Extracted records

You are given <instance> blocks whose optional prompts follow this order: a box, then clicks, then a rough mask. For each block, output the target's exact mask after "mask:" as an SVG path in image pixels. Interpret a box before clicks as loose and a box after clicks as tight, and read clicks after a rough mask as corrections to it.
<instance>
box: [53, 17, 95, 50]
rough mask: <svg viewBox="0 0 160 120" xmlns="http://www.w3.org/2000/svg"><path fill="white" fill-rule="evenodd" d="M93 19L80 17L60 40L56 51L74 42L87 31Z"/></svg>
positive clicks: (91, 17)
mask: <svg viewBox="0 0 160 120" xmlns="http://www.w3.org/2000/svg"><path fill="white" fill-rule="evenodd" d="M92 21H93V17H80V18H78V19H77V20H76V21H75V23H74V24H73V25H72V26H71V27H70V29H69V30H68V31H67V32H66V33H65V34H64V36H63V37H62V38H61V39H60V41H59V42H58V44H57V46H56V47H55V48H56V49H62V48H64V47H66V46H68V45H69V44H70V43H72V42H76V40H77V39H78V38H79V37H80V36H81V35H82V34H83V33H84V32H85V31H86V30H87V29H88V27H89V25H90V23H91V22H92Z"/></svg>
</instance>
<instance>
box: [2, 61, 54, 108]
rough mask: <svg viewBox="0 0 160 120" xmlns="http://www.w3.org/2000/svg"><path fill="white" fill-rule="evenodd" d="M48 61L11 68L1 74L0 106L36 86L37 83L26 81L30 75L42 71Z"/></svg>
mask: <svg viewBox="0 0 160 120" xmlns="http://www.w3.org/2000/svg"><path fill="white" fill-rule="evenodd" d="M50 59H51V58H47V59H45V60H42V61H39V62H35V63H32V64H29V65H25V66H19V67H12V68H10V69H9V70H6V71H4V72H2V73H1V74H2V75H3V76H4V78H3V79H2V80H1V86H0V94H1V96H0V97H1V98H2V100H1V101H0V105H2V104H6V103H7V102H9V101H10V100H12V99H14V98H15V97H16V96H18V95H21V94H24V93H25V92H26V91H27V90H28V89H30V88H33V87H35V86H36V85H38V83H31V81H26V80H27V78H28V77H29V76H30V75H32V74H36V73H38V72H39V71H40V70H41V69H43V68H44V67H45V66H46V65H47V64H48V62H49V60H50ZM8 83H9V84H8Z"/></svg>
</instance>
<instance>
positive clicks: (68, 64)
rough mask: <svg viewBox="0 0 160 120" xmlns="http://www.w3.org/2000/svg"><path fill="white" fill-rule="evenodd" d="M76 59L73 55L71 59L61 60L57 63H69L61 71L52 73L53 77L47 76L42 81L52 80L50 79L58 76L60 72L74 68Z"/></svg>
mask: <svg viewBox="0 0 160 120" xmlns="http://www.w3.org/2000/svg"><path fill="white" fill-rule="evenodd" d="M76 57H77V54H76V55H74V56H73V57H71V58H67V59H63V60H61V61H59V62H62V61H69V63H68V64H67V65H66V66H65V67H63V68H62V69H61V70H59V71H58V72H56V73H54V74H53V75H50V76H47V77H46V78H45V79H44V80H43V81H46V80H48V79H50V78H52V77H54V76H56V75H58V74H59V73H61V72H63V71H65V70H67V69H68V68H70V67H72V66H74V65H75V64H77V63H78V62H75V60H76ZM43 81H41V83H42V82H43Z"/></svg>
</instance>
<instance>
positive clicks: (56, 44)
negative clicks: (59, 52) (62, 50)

_Task to carry out_. Set down all of the entries exactly, please.

_Solved exercise_.
You are given <instance> blocks whose optional prompts follow this order: a box, then clicks, then a rough mask. For each block, output the target's exact mask after "mask:" as an SVG path in image pixels. Interpret a box before clicks as loose and a box after clicks as tight, and read clicks after a rough mask as corrections to it.
<instance>
box: [53, 17, 95, 50]
rough mask: <svg viewBox="0 0 160 120" xmlns="http://www.w3.org/2000/svg"><path fill="white" fill-rule="evenodd" d="M93 19L80 17L60 40L56 51L74 42L87 31Z"/></svg>
positive clicks: (91, 17)
mask: <svg viewBox="0 0 160 120" xmlns="http://www.w3.org/2000/svg"><path fill="white" fill-rule="evenodd" d="M92 21H93V17H80V18H78V19H77V20H76V21H75V23H74V24H73V25H72V26H71V27H70V29H69V30H68V31H67V32H66V33H65V34H64V36H63V37H62V38H61V39H60V41H59V42H58V44H57V46H56V47H55V48H56V49H62V48H64V47H66V46H68V45H69V44H70V43H72V42H76V40H77V39H78V38H79V37H80V36H81V35H82V34H83V33H84V32H85V31H86V30H87V29H88V27H89V25H90V23H91V22H92Z"/></svg>
</instance>
<instance>
box: [2, 61, 54, 108]
rough mask: <svg viewBox="0 0 160 120" xmlns="http://www.w3.org/2000/svg"><path fill="white" fill-rule="evenodd" d="M48 61L11 68L1 74L0 106L36 86L37 83L26 81L30 75L42 71Z"/></svg>
mask: <svg viewBox="0 0 160 120" xmlns="http://www.w3.org/2000/svg"><path fill="white" fill-rule="evenodd" d="M50 59H51V58H47V59H45V60H42V61H39V62H35V63H32V64H29V65H25V66H19V67H12V68H10V69H9V70H6V71H4V72H2V73H1V74H2V75H3V76H4V78H3V79H2V80H1V86H0V94H1V96H0V97H1V98H2V100H1V101H0V105H2V104H6V103H7V102H9V101H10V100H12V99H14V98H15V97H16V96H18V95H21V94H24V93H25V92H26V91H27V90H28V89H30V88H33V87H35V86H36V85H38V83H31V81H26V80H27V78H28V77H29V76H30V75H32V74H36V73H38V72H39V71H40V70H41V69H43V68H44V67H45V66H46V65H47V64H48V62H49V60H50ZM8 83H9V84H8Z"/></svg>
</instance>
<instance>
positive clicks: (68, 64)
rough mask: <svg viewBox="0 0 160 120" xmlns="http://www.w3.org/2000/svg"><path fill="white" fill-rule="evenodd" d="M76 59L73 55L71 59L61 60L57 63H69L61 71L52 73L53 77L47 76L42 81L52 80L50 79L58 76L60 72L74 68Z"/></svg>
mask: <svg viewBox="0 0 160 120" xmlns="http://www.w3.org/2000/svg"><path fill="white" fill-rule="evenodd" d="M76 57H77V54H76V55H74V56H73V57H71V58H67V59H63V60H61V61H59V62H62V61H69V63H68V64H67V65H66V66H65V67H63V68H62V69H61V70H59V71H58V72H56V73H54V74H53V75H50V76H47V77H46V78H45V79H44V80H43V81H46V80H48V79H50V78H52V77H54V76H56V75H58V74H59V73H61V72H63V71H65V70H67V69H68V68H70V67H72V66H74V65H75V64H77V63H78V62H75V60H76ZM43 81H41V83H42V82H43Z"/></svg>
</instance>
<instance>
positive clicks: (56, 44)
negative clicks: (59, 52) (62, 50)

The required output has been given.